◆ WHAT THIS TASK INVOLVES: Every entry below needs to be printed again exactly, with its pictures left out.

Referring expression grounding data
::::::::::
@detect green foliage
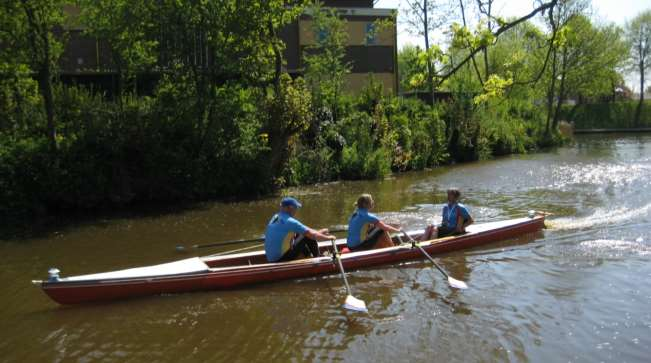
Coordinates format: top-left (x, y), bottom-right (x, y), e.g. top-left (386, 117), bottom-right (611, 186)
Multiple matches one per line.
top-left (625, 9), bottom-right (651, 74)
top-left (338, 111), bottom-right (391, 179)
top-left (560, 101), bottom-right (651, 129)
top-left (398, 45), bottom-right (427, 92)
top-left (385, 97), bottom-right (448, 170)
top-left (79, 0), bottom-right (159, 78)
top-left (558, 15), bottom-right (628, 100)
top-left (303, 2), bottom-right (351, 115)
top-left (1, 0), bottom-right (638, 226)
top-left (473, 74), bottom-right (514, 104)
top-left (0, 63), bottom-right (41, 134)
::::::::::
◆ YOUR RESPONSE:
@detect green foliage
Coordinates format: top-left (x, y), bottom-right (x, y), e.g. top-left (386, 117), bottom-right (611, 186)
Multiple matches one per line.
top-left (625, 9), bottom-right (651, 74)
top-left (338, 111), bottom-right (391, 179)
top-left (560, 101), bottom-right (651, 129)
top-left (398, 45), bottom-right (427, 92)
top-left (385, 97), bottom-right (448, 170)
top-left (79, 0), bottom-right (159, 78)
top-left (558, 15), bottom-right (628, 100)
top-left (303, 2), bottom-right (351, 115)
top-left (1, 0), bottom-right (638, 226)
top-left (473, 74), bottom-right (514, 104)
top-left (0, 63), bottom-right (41, 134)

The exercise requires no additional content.